:: DATASET EXCERPTS

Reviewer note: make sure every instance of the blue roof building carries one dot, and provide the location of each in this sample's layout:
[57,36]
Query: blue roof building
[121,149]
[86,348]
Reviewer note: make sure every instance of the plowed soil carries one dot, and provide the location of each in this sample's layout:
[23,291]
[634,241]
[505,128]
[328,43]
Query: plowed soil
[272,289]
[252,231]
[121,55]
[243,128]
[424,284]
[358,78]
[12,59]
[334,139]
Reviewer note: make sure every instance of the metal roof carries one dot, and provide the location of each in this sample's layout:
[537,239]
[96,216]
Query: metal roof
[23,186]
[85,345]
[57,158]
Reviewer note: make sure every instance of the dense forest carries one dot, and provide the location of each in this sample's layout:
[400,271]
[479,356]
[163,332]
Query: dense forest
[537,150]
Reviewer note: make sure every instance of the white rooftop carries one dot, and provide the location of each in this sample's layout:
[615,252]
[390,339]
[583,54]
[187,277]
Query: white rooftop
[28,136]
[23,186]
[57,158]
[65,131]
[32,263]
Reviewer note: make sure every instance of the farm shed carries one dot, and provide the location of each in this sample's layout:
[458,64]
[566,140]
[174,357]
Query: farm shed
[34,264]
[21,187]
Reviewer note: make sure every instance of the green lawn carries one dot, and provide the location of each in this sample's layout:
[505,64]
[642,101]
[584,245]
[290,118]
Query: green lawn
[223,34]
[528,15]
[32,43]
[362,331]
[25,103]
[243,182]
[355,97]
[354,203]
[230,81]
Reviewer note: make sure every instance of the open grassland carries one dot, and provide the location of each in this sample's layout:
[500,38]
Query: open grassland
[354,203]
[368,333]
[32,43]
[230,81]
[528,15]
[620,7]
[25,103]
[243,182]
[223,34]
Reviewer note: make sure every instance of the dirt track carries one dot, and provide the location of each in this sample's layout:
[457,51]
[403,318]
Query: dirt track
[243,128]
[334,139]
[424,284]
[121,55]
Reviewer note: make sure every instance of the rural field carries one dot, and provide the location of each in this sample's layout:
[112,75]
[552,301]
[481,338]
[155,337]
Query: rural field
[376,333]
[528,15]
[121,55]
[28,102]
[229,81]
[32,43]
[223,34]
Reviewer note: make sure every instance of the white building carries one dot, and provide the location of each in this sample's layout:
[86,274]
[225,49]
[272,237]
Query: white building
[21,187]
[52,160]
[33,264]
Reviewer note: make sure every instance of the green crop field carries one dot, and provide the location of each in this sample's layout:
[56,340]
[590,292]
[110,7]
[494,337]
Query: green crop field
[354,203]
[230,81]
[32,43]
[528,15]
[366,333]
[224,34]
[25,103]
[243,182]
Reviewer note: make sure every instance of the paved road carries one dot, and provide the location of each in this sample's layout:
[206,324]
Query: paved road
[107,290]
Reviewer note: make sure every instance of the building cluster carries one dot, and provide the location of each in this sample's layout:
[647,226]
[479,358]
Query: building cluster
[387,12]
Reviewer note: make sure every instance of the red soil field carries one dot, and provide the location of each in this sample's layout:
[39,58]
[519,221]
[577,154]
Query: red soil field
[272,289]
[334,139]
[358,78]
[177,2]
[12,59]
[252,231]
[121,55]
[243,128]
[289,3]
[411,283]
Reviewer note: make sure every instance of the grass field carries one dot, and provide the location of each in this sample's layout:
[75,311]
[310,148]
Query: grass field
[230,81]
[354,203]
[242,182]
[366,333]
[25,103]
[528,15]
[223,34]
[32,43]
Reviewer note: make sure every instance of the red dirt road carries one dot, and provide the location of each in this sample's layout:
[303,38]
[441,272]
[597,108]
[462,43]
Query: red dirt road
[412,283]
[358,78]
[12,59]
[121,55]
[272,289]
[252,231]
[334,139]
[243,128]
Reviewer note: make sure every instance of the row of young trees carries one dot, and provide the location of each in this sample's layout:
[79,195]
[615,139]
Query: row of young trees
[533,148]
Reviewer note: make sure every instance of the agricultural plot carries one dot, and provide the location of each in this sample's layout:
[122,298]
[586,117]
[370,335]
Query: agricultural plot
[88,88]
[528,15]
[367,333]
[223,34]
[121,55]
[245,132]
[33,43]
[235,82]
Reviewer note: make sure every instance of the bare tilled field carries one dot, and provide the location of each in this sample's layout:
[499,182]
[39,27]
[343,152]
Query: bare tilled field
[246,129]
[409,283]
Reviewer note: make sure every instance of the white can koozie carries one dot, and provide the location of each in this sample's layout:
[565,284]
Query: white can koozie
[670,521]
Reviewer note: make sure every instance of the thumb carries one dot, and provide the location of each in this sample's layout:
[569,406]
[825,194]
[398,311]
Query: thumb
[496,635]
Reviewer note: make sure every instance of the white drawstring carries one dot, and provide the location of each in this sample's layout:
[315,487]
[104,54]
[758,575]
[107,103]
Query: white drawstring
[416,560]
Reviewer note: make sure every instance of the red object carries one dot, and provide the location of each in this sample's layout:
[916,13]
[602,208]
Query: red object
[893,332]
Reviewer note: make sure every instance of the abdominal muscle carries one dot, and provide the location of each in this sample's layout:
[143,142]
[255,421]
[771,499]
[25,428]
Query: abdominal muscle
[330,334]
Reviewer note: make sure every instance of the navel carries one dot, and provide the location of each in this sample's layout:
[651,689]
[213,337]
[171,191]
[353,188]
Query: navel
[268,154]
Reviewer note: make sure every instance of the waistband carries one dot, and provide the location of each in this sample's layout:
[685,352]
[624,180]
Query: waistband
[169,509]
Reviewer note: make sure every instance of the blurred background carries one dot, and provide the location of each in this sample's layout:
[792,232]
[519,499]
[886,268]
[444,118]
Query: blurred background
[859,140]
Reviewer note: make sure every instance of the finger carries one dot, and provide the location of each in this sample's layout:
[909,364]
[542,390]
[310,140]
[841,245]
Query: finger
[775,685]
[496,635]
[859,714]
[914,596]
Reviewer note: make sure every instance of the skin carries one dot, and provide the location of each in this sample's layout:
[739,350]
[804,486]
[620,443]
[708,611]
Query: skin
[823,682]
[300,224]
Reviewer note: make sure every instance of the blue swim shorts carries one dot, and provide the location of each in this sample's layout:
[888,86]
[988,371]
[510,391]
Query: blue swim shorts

::::

All of the entries must be written out exactly as they stand.

Reviewer note: make sure every instance of the blue roof building carries one dot, and provide the location of each in this sample's layout:
[57,36]
Query: blue roof building
[121,149]
[86,348]
Reviewer note: make sure every instance of the plowed soil carries one dot, and provide the location of each in this sample's layout:
[23,291]
[634,241]
[505,128]
[328,43]
Query: plowed soil
[272,289]
[252,231]
[121,55]
[243,128]
[424,284]
[358,78]
[12,59]
[334,139]
Reviewer note: make sure every instance of the metal roof carries one dot, and provide the location of each in this sample's layout:
[537,239]
[96,216]
Query: metal roof
[23,186]
[85,345]
[57,158]
Reviewer note: make sure every instance of the dense forest carries one dot, and provide the location of each in this sample's layout:
[400,271]
[479,356]
[163,332]
Query: dense forest
[537,150]
Reviewer note: make sure every instance of the white rooftop carries one dot, and provide the location of each in this sample's layout:
[615,252]
[390,339]
[583,54]
[187,277]
Query: white rooftop
[28,136]
[23,186]
[57,158]
[65,131]
[32,263]
Reviewer note: make sure every instance of the farm shed carries one dot, and provide the location of each in this sample's layout:
[458,64]
[566,140]
[174,357]
Query: farm shed
[34,264]
[21,187]
Reviewer note: make sure every instance of the green lawn carries one dot, and provide the location of each in this sample's layout:
[505,64]
[642,101]
[584,245]
[290,118]
Query: green lawn
[223,34]
[528,15]
[32,43]
[362,331]
[25,103]
[243,182]
[355,97]
[354,203]
[230,81]
Reviewer note: make sure every instance of the open grassland carries one dot, and provide the location of each in this sample's layout:
[500,38]
Query: open grassland
[354,203]
[368,333]
[32,43]
[230,81]
[528,15]
[620,7]
[25,103]
[243,182]
[223,34]
Reviewer note: make sure every instance of the dirt track carries one dot, and provide the location of each in this sample's layout:
[457,51]
[403,318]
Query: dirt track
[243,128]
[334,139]
[424,284]
[121,55]
Reviewer note: make sure every instance of the rural field carries one dot, and provide the location of each in this sample's layout:
[112,75]
[552,301]
[481,338]
[155,337]
Query: rural field
[376,333]
[528,15]
[121,55]
[28,102]
[229,81]
[32,43]
[223,34]
Reviewer note: make sure every instance of the white building carries one dot, and provide the location of each in this sample's layout:
[86,274]
[225,49]
[272,237]
Query: white building
[21,187]
[52,160]
[33,264]
Reviewer note: make sure every instance of the green crop field carries one dot, and provide the location of each in this sample's layout:
[56,340]
[590,292]
[110,7]
[494,337]
Query: green crop field
[354,203]
[230,81]
[32,43]
[528,15]
[366,333]
[224,34]
[25,103]
[243,182]
Reviewer note: make sure every instance of the paved road carries one dot, and provide the location of each in this sample's layout:
[206,324]
Query: paved road
[107,290]
Reviewer note: make sure every instance of the building cluster carries one dot, and provide the location of each in this sample's layout:
[647,226]
[479,358]
Query: building cluster
[387,12]
Reviewer note: make sure every instance of the red soil field carries one dot, and provide the location of each in this sample's layout:
[39,58]
[519,221]
[577,154]
Query: red soil field
[272,289]
[334,139]
[358,78]
[177,2]
[12,59]
[252,231]
[121,55]
[243,128]
[289,3]
[411,283]
Reviewer note: make sure every instance of the grass field carries one dot, and provide the location of each in this sample's layout:
[75,311]
[310,148]
Query: grass field
[230,81]
[354,203]
[242,182]
[366,333]
[25,103]
[528,15]
[223,34]
[32,43]
Reviewer note: make sure every instance of the red dirt road carries one dot, and provide the location of each in this sample's layout:
[303,38]
[441,272]
[597,108]
[462,43]
Query: red dirt road
[412,283]
[358,78]
[12,59]
[121,55]
[272,289]
[252,231]
[334,139]
[243,128]
Reviewer note: make sure every instance of the row of young trees carries one dot, and provide the location of each in this sample's layout:
[79,195]
[615,139]
Query: row of young trees
[533,148]
Reviewer note: make sure every instance of the agricultural plot carries one dot, and provide the location of each in this sample's layout:
[122,298]
[586,117]
[370,335]
Query: agricultural plot
[88,88]
[528,15]
[367,333]
[223,34]
[121,55]
[245,132]
[33,43]
[235,82]
Reviewer note: make sure every instance of the bare tilled field carries one dot, and provide the location of each in this sample's layout:
[499,182]
[39,27]
[343,152]
Query: bare tilled field
[246,129]
[409,283]
Reviewer note: make sure every instance of the white can koozie carries one dot, and provide the location of each in this sample's layout:
[565,284]
Query: white can koozie
[670,521]
Reviewer note: make sure every instance of the thumb carries one dot, and provide the location of each in this sample's layout:
[569,406]
[825,194]
[398,311]
Query: thumb
[496,635]
Reviewer note: make sure every instance of the white drawstring carries one dot, and provide the location of each in this sample's layout:
[315,487]
[104,54]
[758,575]
[107,103]
Query: white drawstring
[416,560]
Reviewer note: make sure every instance of the red object carries one dot, and provide the location of each in this sample's layout:
[916,13]
[602,208]
Query: red object
[893,332]
Reviewer note: make sure every instance of the abdominal muscle carries one dot, and provide the location of each in this sample's layout:
[143,142]
[255,421]
[771,499]
[25,428]
Query: abdominal muscle
[330,334]
Reviewer note: make sure every instance of the navel carries one dot, and provide the location of each in this sample's layout:
[651,689]
[213,337]
[171,191]
[353,188]
Query: navel
[268,154]
Reviewer note: make sure every instance of the waistband carries one dot, and provide the location of each in this sample's layout:
[685,352]
[624,180]
Query: waistband
[169,509]
Reviewer note: make sure every instance of the blurred background carries one dot, and provide the location of each in this sample's layout:
[792,232]
[519,499]
[886,268]
[444,118]
Query: blurred background
[859,140]
Reviewer note: make sure every instance of the finger carries one dot, and provide the location of each in this sample's layout:
[909,364]
[542,390]
[310,140]
[841,245]
Query: finger
[775,685]
[496,635]
[859,714]
[914,596]
Reviewer note: make sure every instance of the skin carries one dot, and provide the location of each in this sample's layout:
[739,350]
[804,486]
[620,443]
[708,611]
Query: skin
[823,682]
[300,224]
Reviewer note: make sure every instance of the blue swim shorts carries one dot, and provide the location of each in this sample's layout:
[888,86]
[988,371]
[510,391]
Query: blue swim shorts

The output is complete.